Text under study:
/---

CURRENT SERIES:
A Deeper Understanding of Wound Care

Challenges in Wound Care Through the Managed Care Lens

A breakdown of wound care challenges from the payer perspective given difficulties in identifying cost.


A breakdown of wound care challenges from the payer perspective given difficulties in identifying cost.

Transcript

Peter L. Salgo, MD: What are the challenges as an insurer of wound management in terms of paying for all of this? Give me a list of the challenges as you see them?

Michael T. Kazamias, MS, DPM: What are the challenges they’re paying for?

Peter L. Salgo, MD: They’re paying for all of that. What are your challenges as an insurer? How do you get the right money to the right people, to the right treatment, to the right patient?

Michael T. Kazamias, MS, DPM: You have to identify the costs, which is very difficult, and find out the size of the problem and then look at what is business as usual regarding this cost center and then start looking at what’s the most appropriate mechanism to be able to deal with chronic wounds. Do we treat them where we are now, or do we set up areas where we incentivize individuals and doctors to band together to form centers of excellence that can carve the entity out as a true chronic condition in and of itself?

Robert J. Snyder, DPM, MSc, CWSP, FFPM RCPS: Would you agree that there presently are not enough economic data out there to really make some of those decisions, or do you think the data are there?

Michael T. Kazamias, MS, DPM: The data are there, they are just very difficult to mine. As I mentioned earlier, there are different reporting mechanisms, there are different incentivization programs in place in different geographies around the country. I’ll give you an example. It’s very easy to go to a managed care company that holds global risk and determine what their costs are in wound management, because they have all the codes. They know exactly what they’re doing when they disburse their risk management dollars, and their delegation of financial risk isn’t parsed out. It’s in 1 area. Those are easier to be able to quantify. Then you move to a different geographic location where the risk is delegated to different entities, you have to go looking for data that are there.

Robert J. Snyder, DPM, MSc, CWSP, FFPM RCPS: If you ever tried to navigate the CDC website, it is very difficult. If you have the time.

Michael T. Kazamias, MS, DPM: Do they have a GPS [Global Positioning System] for that?

Peter L. Salgo, MD: I tried it once, and I went howling into the night.

Robert J. Snyder, DPM, MSc, CWSP, FFPM RCPS: If you have the time, initially when you look at it, it appears that actually the number of amputations are going down, the number of infections in diabetic patients are going down. What they’re not taking into account is the denominator is enlarging, so you’re getting more diabetics, you’re getting diabetics who are not living to 60, they’re living to 80, so they’re going to develop a lot of these complications that we perhaps wouldn’t see 10 or 15 years ago. I think that’s going to ultimately translate to the dollars that we’re going to have to spend.

\---

Excerpted records:
/---

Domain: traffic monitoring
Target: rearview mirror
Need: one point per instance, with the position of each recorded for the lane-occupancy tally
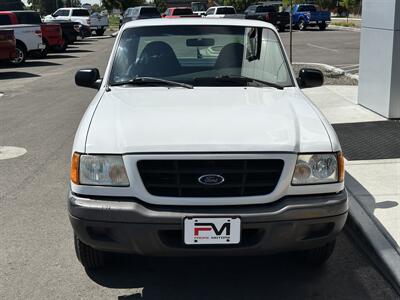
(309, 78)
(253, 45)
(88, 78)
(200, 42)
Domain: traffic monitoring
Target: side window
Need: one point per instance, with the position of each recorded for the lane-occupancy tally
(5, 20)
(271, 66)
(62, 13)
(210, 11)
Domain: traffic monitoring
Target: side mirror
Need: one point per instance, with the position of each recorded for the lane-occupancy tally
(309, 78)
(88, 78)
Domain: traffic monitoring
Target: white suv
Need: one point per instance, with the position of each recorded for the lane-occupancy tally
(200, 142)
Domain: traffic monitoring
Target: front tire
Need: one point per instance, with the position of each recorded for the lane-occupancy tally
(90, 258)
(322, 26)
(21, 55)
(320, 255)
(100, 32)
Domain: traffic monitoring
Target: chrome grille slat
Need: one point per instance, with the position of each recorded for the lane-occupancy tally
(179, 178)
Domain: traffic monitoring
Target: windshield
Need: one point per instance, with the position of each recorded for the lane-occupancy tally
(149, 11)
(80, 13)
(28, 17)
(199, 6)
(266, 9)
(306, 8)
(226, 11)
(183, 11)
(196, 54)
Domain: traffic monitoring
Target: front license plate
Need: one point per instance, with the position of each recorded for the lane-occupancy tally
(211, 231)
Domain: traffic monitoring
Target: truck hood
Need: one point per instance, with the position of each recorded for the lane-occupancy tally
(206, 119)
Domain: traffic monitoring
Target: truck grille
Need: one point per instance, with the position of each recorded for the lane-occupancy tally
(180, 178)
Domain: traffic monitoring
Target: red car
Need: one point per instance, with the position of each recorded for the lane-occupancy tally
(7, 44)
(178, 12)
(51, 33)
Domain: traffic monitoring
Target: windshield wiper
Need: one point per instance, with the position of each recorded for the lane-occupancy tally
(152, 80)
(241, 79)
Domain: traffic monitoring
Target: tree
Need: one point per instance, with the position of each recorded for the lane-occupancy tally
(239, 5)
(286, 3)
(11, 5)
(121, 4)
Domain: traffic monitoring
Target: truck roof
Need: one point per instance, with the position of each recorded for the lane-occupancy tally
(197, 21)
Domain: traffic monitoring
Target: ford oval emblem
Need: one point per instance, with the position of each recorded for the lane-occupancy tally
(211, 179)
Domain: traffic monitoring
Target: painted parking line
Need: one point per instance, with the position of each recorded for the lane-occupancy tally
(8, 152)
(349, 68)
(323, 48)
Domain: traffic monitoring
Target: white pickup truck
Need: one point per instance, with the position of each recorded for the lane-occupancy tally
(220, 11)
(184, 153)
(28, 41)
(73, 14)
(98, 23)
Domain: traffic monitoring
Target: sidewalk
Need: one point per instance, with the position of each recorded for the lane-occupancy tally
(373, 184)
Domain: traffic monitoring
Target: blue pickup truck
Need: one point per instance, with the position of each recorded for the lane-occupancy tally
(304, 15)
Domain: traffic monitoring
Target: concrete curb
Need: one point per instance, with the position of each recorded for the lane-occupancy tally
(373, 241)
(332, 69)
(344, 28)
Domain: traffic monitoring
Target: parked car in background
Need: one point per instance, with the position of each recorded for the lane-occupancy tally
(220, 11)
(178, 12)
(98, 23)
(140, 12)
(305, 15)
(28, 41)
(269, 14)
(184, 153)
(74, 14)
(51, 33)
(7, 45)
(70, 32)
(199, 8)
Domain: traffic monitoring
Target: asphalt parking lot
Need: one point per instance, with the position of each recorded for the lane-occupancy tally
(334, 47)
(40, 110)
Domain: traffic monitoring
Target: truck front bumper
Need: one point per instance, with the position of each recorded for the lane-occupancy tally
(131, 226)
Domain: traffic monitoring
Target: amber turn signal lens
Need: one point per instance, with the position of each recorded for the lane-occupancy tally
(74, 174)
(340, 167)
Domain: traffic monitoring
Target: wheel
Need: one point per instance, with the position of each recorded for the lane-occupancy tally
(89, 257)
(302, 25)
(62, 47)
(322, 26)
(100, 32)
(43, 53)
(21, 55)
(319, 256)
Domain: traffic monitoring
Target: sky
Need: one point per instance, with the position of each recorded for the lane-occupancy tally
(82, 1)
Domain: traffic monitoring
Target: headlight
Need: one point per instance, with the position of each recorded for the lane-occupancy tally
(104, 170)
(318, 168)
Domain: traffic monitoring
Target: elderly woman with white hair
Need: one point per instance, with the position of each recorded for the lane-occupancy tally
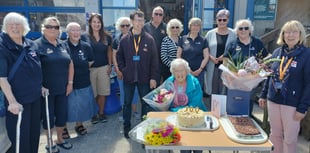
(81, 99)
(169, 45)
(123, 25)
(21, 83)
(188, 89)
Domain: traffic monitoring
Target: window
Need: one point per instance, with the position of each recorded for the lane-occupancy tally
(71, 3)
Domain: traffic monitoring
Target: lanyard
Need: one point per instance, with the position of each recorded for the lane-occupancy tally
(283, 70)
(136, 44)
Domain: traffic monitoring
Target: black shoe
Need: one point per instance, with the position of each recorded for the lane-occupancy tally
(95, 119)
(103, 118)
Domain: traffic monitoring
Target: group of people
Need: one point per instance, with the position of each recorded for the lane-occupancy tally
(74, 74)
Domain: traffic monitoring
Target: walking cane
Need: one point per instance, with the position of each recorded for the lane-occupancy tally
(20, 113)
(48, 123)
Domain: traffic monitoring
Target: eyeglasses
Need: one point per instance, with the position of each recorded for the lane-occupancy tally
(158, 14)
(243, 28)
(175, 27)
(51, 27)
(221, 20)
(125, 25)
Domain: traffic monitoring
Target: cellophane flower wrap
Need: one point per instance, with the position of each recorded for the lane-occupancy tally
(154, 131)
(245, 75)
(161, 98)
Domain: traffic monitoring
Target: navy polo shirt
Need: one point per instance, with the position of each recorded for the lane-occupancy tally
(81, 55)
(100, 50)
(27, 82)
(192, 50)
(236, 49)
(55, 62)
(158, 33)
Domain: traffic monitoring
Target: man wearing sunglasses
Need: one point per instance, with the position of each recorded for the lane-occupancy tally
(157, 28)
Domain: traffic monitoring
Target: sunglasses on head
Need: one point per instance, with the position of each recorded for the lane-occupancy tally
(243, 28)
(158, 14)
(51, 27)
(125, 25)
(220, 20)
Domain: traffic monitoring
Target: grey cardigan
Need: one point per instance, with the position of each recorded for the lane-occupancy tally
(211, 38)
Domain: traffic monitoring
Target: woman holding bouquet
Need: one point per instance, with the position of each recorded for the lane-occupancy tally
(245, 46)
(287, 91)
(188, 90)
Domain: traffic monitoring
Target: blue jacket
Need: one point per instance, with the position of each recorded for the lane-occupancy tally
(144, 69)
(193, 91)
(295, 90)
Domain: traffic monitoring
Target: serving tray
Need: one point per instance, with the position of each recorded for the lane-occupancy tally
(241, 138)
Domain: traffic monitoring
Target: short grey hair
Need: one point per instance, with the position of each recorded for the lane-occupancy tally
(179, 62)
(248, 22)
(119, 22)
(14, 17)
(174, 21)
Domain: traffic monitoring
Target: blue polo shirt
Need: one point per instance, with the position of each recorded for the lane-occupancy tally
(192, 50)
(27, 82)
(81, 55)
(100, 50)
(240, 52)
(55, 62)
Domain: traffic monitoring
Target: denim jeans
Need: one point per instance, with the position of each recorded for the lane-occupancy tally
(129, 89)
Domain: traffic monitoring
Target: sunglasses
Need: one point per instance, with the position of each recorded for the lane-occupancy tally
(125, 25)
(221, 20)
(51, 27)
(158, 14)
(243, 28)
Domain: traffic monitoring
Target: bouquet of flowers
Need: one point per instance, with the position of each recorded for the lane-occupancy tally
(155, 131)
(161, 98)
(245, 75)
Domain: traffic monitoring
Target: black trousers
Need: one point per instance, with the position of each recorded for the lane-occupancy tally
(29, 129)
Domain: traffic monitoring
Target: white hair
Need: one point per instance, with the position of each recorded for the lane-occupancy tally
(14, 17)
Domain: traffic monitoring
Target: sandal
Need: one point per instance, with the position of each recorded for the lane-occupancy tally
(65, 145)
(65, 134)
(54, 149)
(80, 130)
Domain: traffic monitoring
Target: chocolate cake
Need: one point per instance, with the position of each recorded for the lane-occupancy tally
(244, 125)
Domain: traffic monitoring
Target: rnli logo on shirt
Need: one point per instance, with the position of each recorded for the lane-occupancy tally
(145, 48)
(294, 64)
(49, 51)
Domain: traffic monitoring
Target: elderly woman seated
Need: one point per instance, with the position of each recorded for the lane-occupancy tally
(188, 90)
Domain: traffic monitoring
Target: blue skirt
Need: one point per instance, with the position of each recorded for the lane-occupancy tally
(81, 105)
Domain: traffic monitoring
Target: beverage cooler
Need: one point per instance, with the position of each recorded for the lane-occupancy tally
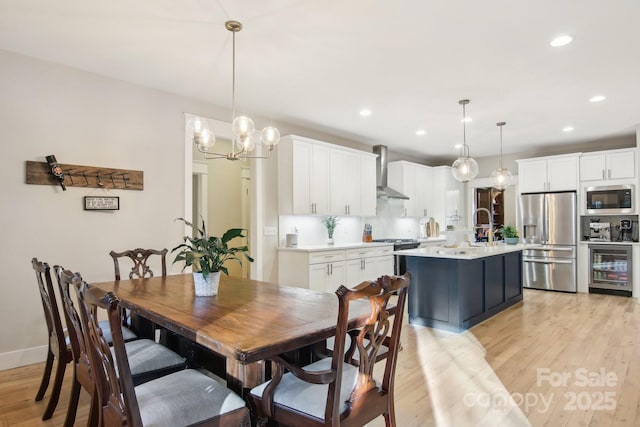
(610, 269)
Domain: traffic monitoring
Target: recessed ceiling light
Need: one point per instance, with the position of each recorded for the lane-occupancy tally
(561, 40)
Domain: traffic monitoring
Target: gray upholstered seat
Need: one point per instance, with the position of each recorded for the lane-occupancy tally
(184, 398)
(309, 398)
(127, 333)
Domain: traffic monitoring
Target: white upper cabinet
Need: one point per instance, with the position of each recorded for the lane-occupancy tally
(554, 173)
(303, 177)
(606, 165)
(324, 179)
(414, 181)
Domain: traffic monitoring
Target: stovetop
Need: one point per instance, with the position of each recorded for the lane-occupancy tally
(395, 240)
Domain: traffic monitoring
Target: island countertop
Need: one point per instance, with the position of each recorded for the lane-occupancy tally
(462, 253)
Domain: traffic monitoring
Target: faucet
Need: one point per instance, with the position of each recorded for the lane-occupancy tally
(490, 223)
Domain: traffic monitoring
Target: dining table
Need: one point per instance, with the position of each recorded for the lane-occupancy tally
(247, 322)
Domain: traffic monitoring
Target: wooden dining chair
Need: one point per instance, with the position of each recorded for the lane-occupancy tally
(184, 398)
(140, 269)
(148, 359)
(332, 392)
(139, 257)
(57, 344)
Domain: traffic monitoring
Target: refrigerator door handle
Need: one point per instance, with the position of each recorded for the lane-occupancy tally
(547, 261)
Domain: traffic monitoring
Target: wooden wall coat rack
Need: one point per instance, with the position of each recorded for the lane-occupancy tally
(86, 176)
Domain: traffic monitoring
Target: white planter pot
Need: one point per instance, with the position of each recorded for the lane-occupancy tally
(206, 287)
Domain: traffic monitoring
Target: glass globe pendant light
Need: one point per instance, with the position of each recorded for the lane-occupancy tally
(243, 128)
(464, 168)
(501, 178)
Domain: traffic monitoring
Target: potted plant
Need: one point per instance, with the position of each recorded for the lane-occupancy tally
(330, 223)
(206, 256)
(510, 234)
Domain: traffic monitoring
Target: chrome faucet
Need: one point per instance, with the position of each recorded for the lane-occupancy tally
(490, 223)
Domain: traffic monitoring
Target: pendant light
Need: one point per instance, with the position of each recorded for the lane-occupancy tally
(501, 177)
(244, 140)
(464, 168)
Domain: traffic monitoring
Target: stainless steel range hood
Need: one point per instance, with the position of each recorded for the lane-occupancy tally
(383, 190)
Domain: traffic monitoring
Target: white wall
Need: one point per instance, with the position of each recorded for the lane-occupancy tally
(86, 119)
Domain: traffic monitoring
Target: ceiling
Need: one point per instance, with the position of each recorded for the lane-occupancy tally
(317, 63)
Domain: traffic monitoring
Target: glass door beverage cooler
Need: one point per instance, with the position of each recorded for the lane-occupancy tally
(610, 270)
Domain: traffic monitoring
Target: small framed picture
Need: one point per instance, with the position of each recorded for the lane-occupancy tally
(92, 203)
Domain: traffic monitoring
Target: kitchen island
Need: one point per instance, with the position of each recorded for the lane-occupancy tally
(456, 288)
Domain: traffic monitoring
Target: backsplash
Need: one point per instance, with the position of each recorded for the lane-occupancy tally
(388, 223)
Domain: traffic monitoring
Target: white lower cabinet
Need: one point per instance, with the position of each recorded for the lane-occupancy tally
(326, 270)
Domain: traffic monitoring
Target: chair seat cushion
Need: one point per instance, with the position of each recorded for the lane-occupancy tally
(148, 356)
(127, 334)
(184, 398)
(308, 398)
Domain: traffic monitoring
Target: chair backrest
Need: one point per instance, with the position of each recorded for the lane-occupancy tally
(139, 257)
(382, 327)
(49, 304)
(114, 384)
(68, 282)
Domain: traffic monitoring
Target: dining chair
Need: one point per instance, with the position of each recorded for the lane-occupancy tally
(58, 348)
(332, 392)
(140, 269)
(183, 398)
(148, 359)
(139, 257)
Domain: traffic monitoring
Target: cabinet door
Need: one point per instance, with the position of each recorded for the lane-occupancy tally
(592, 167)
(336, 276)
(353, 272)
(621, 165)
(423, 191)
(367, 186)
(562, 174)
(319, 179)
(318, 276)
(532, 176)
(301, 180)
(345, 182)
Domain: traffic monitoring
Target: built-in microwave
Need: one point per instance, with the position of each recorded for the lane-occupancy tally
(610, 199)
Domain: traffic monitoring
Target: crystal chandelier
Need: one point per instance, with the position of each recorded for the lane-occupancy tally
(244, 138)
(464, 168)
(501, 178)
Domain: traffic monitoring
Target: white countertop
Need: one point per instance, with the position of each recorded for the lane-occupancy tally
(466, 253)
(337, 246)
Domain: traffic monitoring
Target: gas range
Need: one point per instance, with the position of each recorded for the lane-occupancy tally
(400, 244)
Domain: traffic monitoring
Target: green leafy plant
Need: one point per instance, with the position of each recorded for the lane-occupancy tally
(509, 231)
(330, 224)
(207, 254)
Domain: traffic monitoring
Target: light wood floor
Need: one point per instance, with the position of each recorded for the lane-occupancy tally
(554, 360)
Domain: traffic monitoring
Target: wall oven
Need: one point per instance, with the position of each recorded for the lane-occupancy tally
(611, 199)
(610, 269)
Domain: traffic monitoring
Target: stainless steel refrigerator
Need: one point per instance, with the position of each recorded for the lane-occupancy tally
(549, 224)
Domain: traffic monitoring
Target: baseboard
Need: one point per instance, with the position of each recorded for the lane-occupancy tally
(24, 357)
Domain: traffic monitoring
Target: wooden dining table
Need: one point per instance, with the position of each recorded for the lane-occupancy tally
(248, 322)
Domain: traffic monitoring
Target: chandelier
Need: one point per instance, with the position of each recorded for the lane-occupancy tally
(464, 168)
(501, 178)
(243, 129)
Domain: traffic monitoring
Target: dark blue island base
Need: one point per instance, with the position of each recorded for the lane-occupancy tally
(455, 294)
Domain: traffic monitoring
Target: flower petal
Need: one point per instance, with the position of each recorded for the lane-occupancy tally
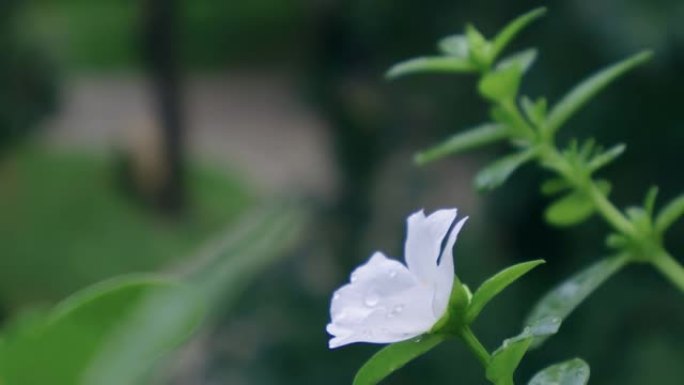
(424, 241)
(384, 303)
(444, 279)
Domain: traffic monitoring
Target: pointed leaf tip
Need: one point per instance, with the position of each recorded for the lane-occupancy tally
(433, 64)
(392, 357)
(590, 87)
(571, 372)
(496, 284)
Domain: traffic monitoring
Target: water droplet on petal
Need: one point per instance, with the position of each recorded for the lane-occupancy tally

\---

Required tasks:
[1] List the names of everyone who speaks in the wound care transcript, with the credentials given for each.
[2] In the wound care transcript, what kind of company does Kazamias say makes it easy to find wound management costs?
[3] Write the next part of the wound care transcript, starting after its last sentence.
The items have no connection to the wound care transcript.

Task results:
[1]
Peter L. Salgo, MD
Michael T. Kazamias, MS, DPM
Robert J. Snyder, DPM, MSc, CWSP, FFPM RCPS

[2] A managed care company that holds global risk, because it has all the codes.

[3]
Samuel D. Young, MD, MBA, CPE, CHCQM: Let me throw this out as a suggestion. Medicare tends to drive what managed care does in terms of assessment of quality, right, and how patient populations are managed. And for example, in diabetics, it’s hemoglobin A1C. That’s the marker that has to be reported for quality purposes on Medicare databases. Perhaps, and I’m just throwing this out there as a thought, what about a skin assessment of some form as a quality metric for good physician practice and trying to get at the front end of this wound problem, instead of where we’re looking at it, focusing on the back, terminal end?

Peter L. Salgo, MD: The A1C is kind of an indirect measure, but looking at the skin is the front end.

Samuel D. Young, MD, MBA, CPE, CHCQM: Right.

Michael T. Kazamias, MS, DPM: It’s actually been established in private practice, a lot of physicians now, for those quality measures they have to, and in podiatry specifically, there are quality measures that qualify under podiatry that are used for reporting to incentivize reimbursement to those clinicians. There are attempts in order to be able to incorporate those skin markers or those diabetic assessments.

Samuel D. Young, MD, MBA, CPE, CHCQM: They’re only enforced for podiatrists, not for primary care physicians.

Michael T. Kazamias, MS, DPM: Good point.

Samuel D. Young, MD, MBA, CPE, CHCQM: That’s my point.

Peter L. Salgo, MD: People tend to agree with you a lot. Have you noticed that?

Robert J. Snyder, DPM, MSc, CWSP, FFPM RCPS: It currently is not a quality measure.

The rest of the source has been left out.